TEXT TO READ
You have a partially ordered set (poset) of patterns, where $P < Q$ if $P$ is less general than $Q$, meaning that $Q$ matches at least everything $P$ does. In other words $P$ is more specific than $Q$. Incomparable elements are patterns like (regex) a. and .b where neither one matches everything that the other does. All atomic patterns like a and b are incomparable in this way. They’re also “atomic elements” of the poset, meaning minimal among the nonzero elements.

You can define this ordering in various ways depending on the pattern language. For a regular language, you can consider $P < Q$ when their difference (intersection with complement) is empty: $P \setminus Q = P \cap \neg Q$ and $(P \setminus Q = \emptyset) \iff (P \subseteq Q)$. Computing this is decidable in polynomial time, for example using the Brzozowski derivative.

Point placement records
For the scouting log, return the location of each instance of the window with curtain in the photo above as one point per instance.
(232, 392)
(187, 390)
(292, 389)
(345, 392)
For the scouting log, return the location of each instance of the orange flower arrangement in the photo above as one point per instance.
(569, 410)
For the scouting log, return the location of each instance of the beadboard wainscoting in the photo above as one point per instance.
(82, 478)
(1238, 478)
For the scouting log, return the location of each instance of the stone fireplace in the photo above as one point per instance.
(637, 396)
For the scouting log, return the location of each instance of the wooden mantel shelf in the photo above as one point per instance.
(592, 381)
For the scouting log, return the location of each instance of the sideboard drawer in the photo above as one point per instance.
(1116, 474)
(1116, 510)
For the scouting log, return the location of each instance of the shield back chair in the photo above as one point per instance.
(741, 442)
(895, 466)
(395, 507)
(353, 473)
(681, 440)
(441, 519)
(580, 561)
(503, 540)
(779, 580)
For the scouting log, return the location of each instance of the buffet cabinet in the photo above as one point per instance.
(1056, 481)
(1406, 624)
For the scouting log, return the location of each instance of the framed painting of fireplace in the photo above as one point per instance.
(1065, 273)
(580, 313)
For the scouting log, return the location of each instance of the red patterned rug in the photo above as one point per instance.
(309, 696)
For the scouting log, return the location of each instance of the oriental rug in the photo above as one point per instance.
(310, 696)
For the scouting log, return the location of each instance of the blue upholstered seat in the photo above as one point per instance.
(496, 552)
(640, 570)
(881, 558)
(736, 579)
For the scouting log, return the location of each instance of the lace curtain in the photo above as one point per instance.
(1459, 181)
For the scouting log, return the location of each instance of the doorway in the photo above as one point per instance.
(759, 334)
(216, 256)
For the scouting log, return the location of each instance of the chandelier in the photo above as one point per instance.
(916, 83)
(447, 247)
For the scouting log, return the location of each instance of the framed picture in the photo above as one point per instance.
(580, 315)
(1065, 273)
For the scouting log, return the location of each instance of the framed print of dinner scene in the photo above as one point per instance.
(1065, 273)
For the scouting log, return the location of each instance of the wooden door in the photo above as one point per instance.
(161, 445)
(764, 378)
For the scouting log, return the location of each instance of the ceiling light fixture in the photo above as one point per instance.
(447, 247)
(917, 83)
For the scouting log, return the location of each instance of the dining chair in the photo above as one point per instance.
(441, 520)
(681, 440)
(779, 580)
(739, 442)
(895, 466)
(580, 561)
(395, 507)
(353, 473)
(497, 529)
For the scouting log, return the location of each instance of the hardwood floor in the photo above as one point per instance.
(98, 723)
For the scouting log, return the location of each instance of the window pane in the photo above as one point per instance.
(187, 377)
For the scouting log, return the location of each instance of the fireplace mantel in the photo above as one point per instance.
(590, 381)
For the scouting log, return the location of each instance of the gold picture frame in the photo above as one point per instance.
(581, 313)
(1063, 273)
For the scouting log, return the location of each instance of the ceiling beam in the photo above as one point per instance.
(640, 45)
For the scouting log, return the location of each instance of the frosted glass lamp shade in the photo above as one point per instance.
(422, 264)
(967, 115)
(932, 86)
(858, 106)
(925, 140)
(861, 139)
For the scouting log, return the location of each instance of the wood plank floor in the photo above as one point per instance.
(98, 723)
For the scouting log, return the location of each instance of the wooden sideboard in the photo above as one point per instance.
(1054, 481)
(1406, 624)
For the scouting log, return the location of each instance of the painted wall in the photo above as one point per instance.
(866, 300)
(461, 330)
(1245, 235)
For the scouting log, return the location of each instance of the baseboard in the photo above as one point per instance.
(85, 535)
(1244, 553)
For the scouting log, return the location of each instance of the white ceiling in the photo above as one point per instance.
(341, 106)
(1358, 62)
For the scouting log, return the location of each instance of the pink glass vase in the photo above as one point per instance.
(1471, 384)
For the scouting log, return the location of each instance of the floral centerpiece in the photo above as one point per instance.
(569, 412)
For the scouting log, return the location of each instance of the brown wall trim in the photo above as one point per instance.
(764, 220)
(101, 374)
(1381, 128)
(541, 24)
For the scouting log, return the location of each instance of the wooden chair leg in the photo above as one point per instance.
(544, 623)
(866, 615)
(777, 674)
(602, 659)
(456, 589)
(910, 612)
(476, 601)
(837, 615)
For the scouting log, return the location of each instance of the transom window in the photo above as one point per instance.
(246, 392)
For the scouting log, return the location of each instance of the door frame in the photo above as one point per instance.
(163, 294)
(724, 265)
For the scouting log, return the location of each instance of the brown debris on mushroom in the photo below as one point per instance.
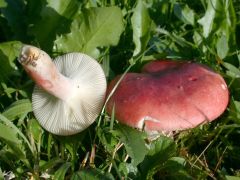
(169, 96)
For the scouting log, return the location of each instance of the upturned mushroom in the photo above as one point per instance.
(168, 96)
(69, 91)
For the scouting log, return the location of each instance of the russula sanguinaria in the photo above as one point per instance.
(69, 91)
(168, 96)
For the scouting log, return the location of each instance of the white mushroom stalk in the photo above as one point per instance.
(70, 90)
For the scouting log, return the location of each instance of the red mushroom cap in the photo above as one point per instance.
(169, 96)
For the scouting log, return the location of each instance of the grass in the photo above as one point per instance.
(122, 35)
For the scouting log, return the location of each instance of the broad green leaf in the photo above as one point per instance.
(207, 20)
(1, 174)
(17, 109)
(184, 13)
(91, 174)
(141, 24)
(174, 168)
(134, 143)
(232, 71)
(14, 12)
(222, 46)
(3, 4)
(220, 19)
(16, 131)
(232, 177)
(127, 168)
(8, 134)
(35, 129)
(8, 53)
(107, 139)
(61, 172)
(160, 151)
(55, 18)
(95, 27)
(45, 165)
(10, 137)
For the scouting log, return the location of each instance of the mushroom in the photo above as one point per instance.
(69, 91)
(168, 96)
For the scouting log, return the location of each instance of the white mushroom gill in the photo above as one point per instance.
(70, 90)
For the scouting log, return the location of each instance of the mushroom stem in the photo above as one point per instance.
(43, 71)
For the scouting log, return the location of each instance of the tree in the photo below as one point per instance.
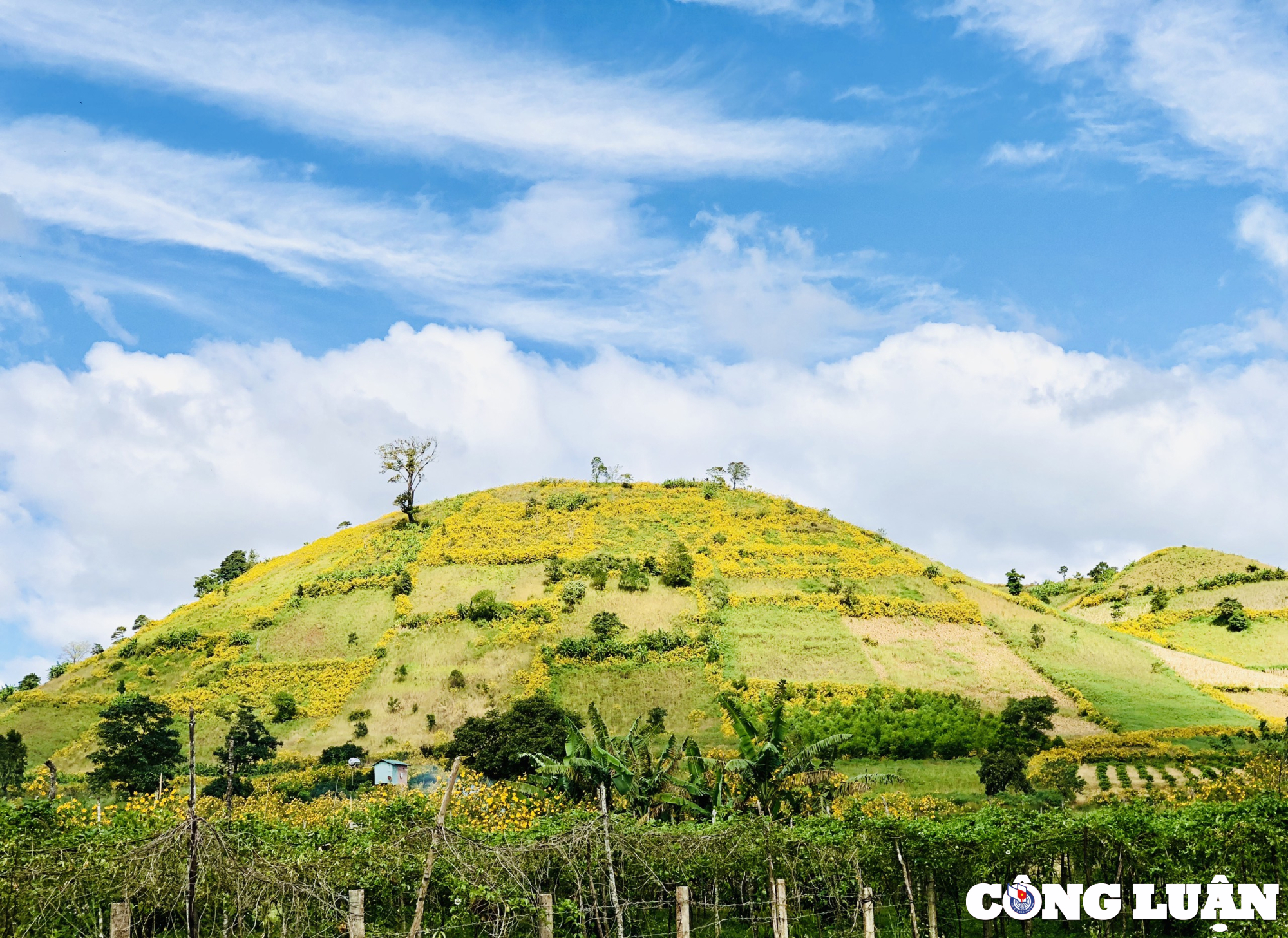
(1232, 615)
(248, 742)
(739, 473)
(1014, 583)
(1102, 572)
(404, 463)
(606, 625)
(14, 760)
(137, 744)
(678, 566)
(285, 709)
(500, 744)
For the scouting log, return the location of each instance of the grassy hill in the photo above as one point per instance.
(366, 620)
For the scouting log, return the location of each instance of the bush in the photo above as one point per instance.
(497, 744)
(606, 625)
(573, 593)
(285, 708)
(341, 755)
(634, 579)
(678, 566)
(1232, 615)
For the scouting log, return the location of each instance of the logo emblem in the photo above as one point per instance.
(1022, 899)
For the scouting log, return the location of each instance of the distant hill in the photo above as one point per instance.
(364, 625)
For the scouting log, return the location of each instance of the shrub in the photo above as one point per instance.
(634, 579)
(402, 585)
(342, 754)
(573, 593)
(606, 625)
(498, 742)
(285, 709)
(678, 566)
(1232, 615)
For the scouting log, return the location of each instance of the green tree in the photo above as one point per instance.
(1014, 583)
(404, 463)
(634, 579)
(499, 744)
(739, 473)
(678, 566)
(285, 709)
(1232, 615)
(251, 745)
(606, 625)
(137, 744)
(14, 760)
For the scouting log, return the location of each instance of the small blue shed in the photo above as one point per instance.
(391, 772)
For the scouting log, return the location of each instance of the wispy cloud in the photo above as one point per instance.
(1032, 154)
(384, 86)
(815, 12)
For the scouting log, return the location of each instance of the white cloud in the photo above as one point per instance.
(815, 12)
(128, 478)
(1217, 69)
(1264, 227)
(384, 84)
(1025, 155)
(566, 262)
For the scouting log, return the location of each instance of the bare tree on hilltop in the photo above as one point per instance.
(404, 463)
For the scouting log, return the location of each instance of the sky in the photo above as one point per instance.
(1003, 277)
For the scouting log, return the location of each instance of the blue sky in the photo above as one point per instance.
(1003, 276)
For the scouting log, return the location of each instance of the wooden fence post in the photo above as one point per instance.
(547, 902)
(781, 906)
(120, 920)
(357, 915)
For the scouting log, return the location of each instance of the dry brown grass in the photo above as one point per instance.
(1201, 670)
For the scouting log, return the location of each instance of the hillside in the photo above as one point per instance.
(366, 620)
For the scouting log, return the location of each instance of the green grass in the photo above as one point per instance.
(800, 646)
(923, 776)
(1111, 669)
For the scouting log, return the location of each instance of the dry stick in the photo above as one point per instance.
(907, 880)
(609, 852)
(191, 910)
(433, 844)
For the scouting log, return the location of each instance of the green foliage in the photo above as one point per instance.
(14, 760)
(634, 579)
(137, 744)
(285, 709)
(678, 566)
(500, 744)
(1103, 572)
(1232, 615)
(606, 625)
(342, 754)
(484, 607)
(229, 570)
(252, 745)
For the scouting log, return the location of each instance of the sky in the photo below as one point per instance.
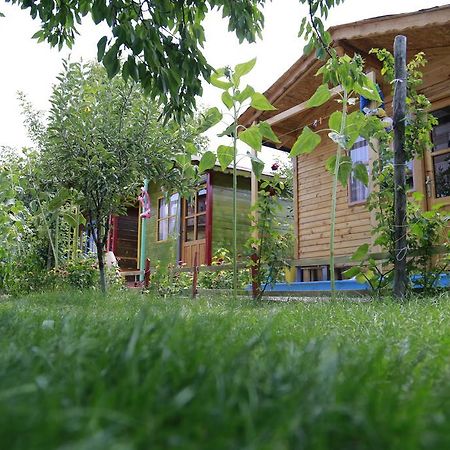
(32, 68)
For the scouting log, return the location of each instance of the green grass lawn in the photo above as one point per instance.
(132, 371)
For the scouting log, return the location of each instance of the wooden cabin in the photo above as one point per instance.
(179, 228)
(427, 31)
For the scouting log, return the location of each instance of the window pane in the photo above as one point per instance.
(163, 209)
(172, 224)
(162, 230)
(201, 226)
(190, 207)
(442, 175)
(441, 132)
(173, 205)
(410, 175)
(201, 201)
(359, 154)
(190, 229)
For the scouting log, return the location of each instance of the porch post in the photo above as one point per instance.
(143, 241)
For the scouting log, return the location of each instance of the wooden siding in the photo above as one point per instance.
(314, 184)
(163, 252)
(222, 229)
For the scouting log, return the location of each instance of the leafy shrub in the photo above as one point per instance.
(222, 279)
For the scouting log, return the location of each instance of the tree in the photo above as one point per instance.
(103, 138)
(159, 42)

WHAT YOU SHOULD DO
Rewrite the passage on ordering patterns, starting at "You can define" and ending at "the Brzozowski derivative.", with "pattern language" replaced by "query language".

EXERCISE RESPONSE
You can define this ordering in various ways depending on the query language. For a regular language, you can consider $P < Q$ when their difference (intersection with complement) is empty: $P \setminus Q = P \cap \neg Q$ and $(P \setminus Q = \emptyset) \iff (P \subseteq Q)$. Computing this is decidable in polynomial time, for example using the Brzozowski derivative.